◆ **Problem details**
Copy out the lines of the records below exactly, beginning with the line that contains "For the benchmark, spot each instance of the pale" and continuing through the end of the records.

--- begin Data in this exercise ---

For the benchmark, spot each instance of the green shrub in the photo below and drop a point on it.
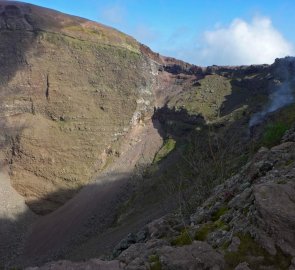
(167, 147)
(155, 263)
(220, 212)
(273, 134)
(248, 249)
(183, 239)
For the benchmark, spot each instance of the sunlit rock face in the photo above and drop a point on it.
(70, 89)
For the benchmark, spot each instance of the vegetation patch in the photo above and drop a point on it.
(203, 232)
(274, 133)
(155, 263)
(249, 249)
(168, 147)
(183, 239)
(220, 212)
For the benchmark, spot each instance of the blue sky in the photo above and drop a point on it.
(202, 32)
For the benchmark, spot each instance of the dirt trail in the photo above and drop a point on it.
(93, 209)
(15, 219)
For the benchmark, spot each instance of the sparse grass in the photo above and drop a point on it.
(155, 263)
(248, 249)
(273, 134)
(168, 147)
(183, 239)
(202, 233)
(220, 212)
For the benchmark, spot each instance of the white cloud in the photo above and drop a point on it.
(114, 14)
(145, 34)
(242, 43)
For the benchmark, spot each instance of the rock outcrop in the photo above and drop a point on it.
(69, 90)
(247, 223)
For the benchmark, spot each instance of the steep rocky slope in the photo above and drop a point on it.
(70, 88)
(247, 223)
(100, 136)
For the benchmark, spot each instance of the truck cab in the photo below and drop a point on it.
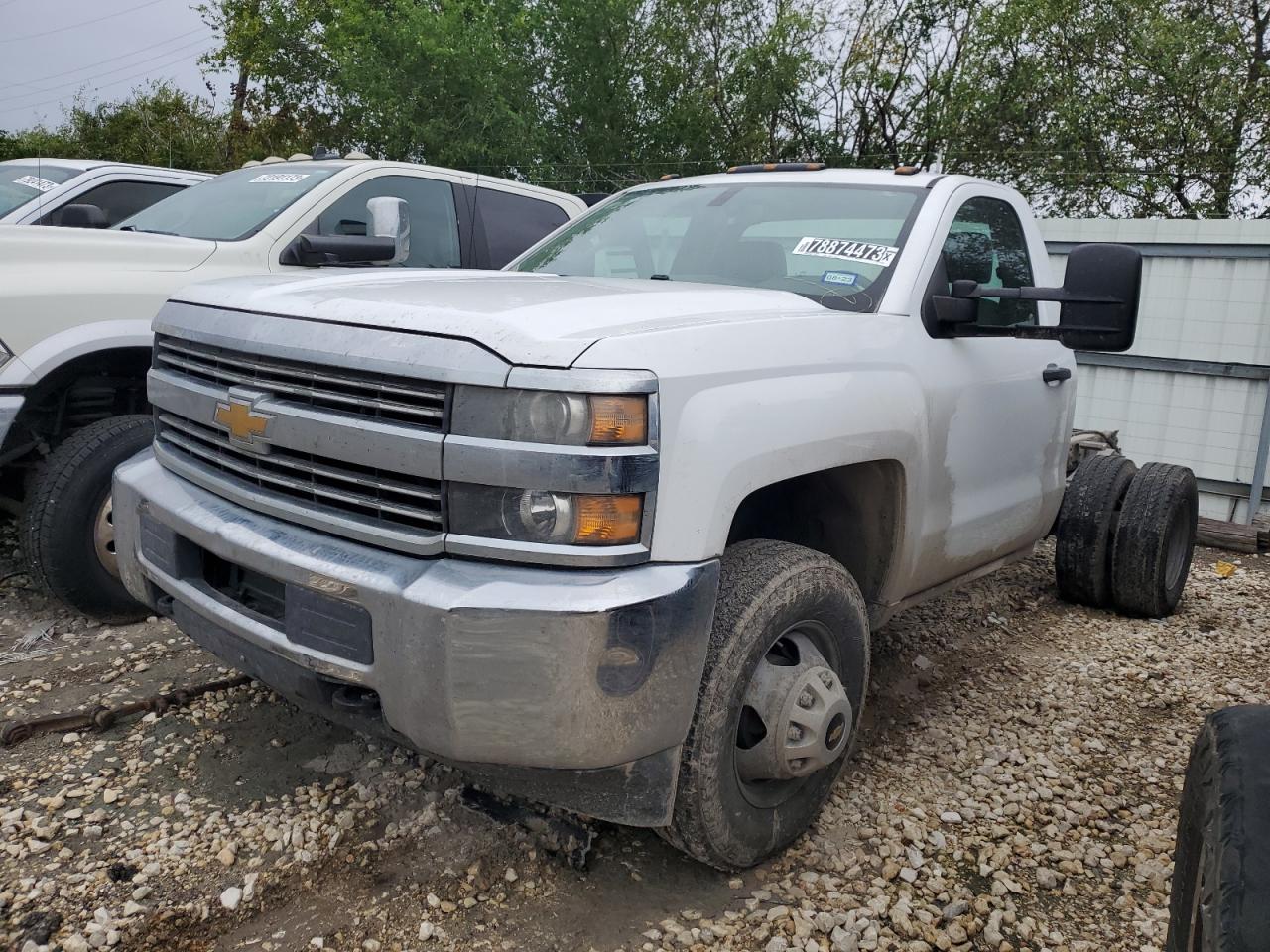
(612, 527)
(42, 190)
(75, 348)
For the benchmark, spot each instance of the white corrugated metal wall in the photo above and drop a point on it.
(1194, 388)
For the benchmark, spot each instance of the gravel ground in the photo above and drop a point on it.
(1015, 789)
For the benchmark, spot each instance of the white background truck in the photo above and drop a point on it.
(39, 190)
(612, 527)
(76, 307)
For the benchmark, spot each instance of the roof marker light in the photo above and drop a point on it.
(778, 167)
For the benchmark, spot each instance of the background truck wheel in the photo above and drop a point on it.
(1222, 860)
(67, 532)
(1086, 527)
(1153, 540)
(780, 702)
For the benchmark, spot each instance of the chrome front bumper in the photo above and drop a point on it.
(530, 669)
(9, 407)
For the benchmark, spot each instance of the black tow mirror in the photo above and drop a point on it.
(389, 241)
(1098, 302)
(82, 216)
(317, 250)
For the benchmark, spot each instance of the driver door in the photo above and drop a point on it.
(998, 431)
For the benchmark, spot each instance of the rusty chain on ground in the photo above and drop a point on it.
(102, 717)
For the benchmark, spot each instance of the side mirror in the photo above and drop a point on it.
(82, 216)
(390, 217)
(389, 241)
(1101, 287)
(1098, 301)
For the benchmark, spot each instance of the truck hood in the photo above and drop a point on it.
(544, 320)
(26, 246)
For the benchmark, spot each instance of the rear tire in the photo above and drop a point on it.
(1086, 527)
(771, 595)
(66, 530)
(1155, 539)
(1222, 858)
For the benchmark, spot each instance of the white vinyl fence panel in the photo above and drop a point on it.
(1194, 388)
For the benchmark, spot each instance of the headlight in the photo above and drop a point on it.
(550, 416)
(541, 516)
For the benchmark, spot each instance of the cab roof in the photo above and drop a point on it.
(837, 177)
(87, 164)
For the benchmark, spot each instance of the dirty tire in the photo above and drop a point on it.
(765, 588)
(1222, 858)
(1153, 540)
(1086, 527)
(60, 517)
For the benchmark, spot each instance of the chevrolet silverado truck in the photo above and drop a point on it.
(82, 191)
(612, 527)
(76, 307)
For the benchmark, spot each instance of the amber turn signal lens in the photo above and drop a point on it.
(608, 521)
(621, 420)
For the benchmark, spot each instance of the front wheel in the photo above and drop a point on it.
(67, 526)
(780, 702)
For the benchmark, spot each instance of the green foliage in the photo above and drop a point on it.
(160, 126)
(1112, 107)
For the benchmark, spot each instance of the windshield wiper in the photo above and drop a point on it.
(148, 231)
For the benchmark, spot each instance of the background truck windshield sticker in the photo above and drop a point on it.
(862, 252)
(281, 177)
(839, 278)
(36, 182)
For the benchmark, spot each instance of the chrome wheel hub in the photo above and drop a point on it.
(797, 717)
(103, 537)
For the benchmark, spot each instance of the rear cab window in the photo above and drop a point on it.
(22, 181)
(508, 222)
(117, 199)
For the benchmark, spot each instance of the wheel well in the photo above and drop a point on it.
(849, 513)
(81, 391)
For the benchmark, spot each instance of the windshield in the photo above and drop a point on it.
(21, 181)
(232, 206)
(834, 244)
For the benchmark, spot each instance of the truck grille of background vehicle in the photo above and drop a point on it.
(362, 493)
(366, 395)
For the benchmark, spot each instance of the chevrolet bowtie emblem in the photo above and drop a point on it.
(241, 421)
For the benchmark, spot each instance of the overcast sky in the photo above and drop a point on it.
(53, 50)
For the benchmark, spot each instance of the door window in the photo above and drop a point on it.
(985, 244)
(508, 222)
(118, 199)
(431, 204)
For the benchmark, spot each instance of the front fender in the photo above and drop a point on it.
(55, 350)
(721, 443)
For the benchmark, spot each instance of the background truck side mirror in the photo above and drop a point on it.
(1098, 302)
(389, 241)
(82, 216)
(390, 217)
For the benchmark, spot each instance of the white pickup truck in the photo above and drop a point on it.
(612, 527)
(76, 307)
(84, 191)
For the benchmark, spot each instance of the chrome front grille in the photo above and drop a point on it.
(404, 507)
(377, 397)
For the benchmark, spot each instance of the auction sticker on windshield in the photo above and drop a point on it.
(862, 252)
(281, 177)
(36, 182)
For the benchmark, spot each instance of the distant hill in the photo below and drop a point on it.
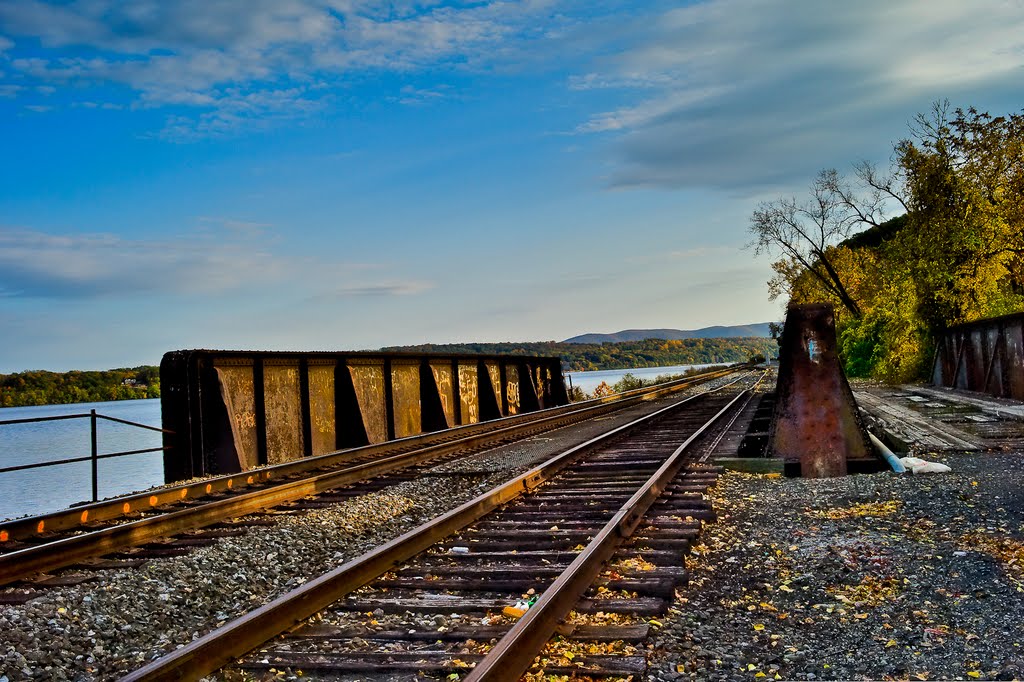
(718, 332)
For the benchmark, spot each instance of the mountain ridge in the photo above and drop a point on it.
(714, 332)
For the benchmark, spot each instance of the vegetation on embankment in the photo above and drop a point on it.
(954, 254)
(626, 355)
(40, 387)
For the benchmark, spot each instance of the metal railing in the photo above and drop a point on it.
(94, 455)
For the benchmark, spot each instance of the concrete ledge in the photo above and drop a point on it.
(751, 464)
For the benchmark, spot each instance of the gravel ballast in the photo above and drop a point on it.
(105, 628)
(881, 577)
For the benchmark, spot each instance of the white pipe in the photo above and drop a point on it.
(887, 454)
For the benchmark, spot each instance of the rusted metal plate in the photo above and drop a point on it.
(232, 411)
(986, 356)
(815, 421)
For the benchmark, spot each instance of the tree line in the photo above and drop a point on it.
(904, 253)
(623, 355)
(40, 387)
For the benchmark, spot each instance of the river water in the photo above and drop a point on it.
(51, 488)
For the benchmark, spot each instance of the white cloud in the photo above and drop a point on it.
(224, 255)
(738, 93)
(241, 68)
(40, 264)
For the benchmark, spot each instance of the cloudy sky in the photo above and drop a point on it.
(345, 174)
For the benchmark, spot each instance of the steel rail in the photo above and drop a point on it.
(24, 563)
(121, 507)
(238, 637)
(514, 653)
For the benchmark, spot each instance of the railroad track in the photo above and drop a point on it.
(599, 529)
(170, 520)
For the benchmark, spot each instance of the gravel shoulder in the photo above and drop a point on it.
(103, 629)
(881, 577)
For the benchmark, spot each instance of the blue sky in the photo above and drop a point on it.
(346, 174)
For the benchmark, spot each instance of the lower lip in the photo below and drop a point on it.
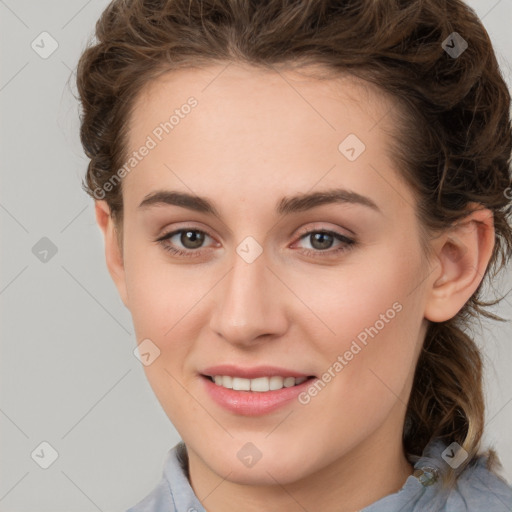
(253, 403)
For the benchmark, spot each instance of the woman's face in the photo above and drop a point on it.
(263, 287)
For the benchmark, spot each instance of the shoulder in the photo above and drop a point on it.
(476, 489)
(479, 488)
(173, 492)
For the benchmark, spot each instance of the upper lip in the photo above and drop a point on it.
(251, 373)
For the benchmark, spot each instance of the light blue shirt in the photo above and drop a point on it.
(477, 489)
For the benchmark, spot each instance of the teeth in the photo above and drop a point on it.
(260, 384)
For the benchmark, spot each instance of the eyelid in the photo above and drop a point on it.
(345, 242)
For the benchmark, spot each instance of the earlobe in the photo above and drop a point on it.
(463, 254)
(113, 252)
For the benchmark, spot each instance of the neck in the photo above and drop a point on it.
(365, 474)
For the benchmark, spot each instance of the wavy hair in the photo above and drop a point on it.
(453, 139)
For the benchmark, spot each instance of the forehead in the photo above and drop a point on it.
(258, 130)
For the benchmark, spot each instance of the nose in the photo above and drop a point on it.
(250, 304)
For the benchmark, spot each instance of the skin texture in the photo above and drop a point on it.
(255, 137)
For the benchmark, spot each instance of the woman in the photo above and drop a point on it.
(300, 203)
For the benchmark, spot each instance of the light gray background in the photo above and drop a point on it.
(68, 373)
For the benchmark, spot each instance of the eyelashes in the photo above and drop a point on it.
(345, 243)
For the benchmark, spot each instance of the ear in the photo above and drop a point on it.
(462, 256)
(113, 251)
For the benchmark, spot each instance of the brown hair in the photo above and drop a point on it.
(453, 140)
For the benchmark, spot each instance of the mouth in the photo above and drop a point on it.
(259, 384)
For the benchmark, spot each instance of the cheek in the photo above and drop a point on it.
(374, 326)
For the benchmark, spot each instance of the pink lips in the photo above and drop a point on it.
(251, 373)
(252, 403)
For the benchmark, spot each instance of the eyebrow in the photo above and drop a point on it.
(286, 206)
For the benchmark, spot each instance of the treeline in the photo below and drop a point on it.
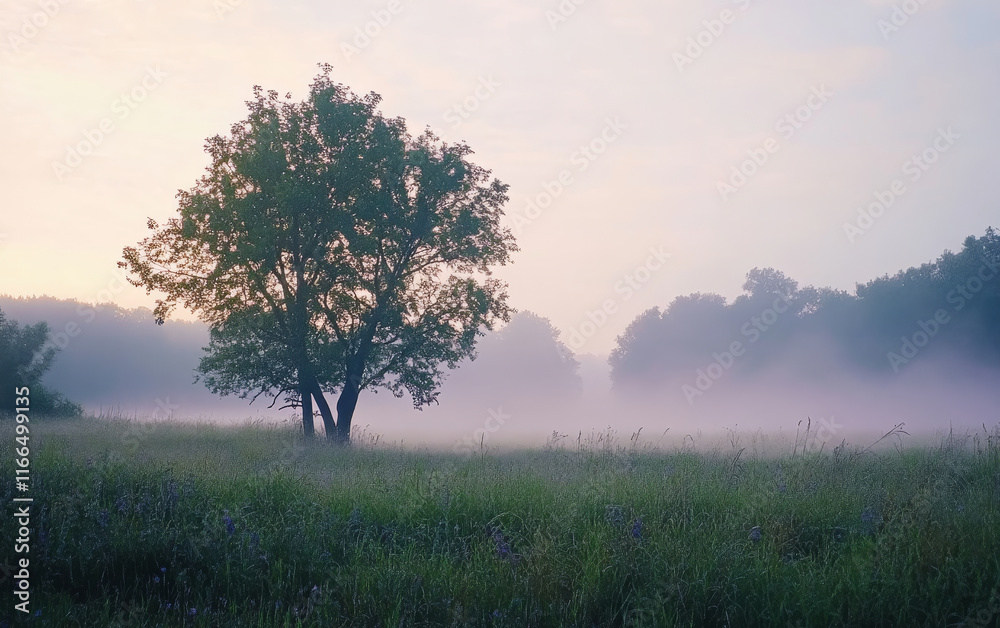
(946, 308)
(25, 355)
(107, 357)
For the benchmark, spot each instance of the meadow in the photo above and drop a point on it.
(171, 524)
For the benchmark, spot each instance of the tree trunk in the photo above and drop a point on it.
(324, 409)
(305, 393)
(346, 404)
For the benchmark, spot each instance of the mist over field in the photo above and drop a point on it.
(526, 384)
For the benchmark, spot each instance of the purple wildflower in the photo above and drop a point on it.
(172, 495)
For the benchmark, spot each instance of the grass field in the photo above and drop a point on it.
(179, 525)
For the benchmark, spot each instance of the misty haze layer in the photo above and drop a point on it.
(921, 347)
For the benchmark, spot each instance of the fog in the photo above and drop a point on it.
(526, 388)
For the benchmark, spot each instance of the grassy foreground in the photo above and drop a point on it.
(172, 525)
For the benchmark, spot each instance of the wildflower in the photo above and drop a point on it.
(172, 495)
(637, 529)
(870, 520)
(613, 515)
(505, 550)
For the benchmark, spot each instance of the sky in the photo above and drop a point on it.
(652, 148)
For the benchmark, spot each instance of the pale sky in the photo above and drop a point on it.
(140, 84)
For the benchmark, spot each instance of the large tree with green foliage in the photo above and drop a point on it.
(331, 252)
(25, 356)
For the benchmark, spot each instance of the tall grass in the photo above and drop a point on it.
(167, 524)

--- end Data in this exercise ---

◆ **Output for this task**
For the benchmark, spot each instance of the pale sky in the photo above and drop a point on it.
(140, 84)
For the benchmark, spot each instance of the large tree with green foliage in the photo above and drop a point on it.
(331, 252)
(25, 356)
For the benchmark, spot each instance of the tall grass in the photo above and drop a point on it.
(167, 524)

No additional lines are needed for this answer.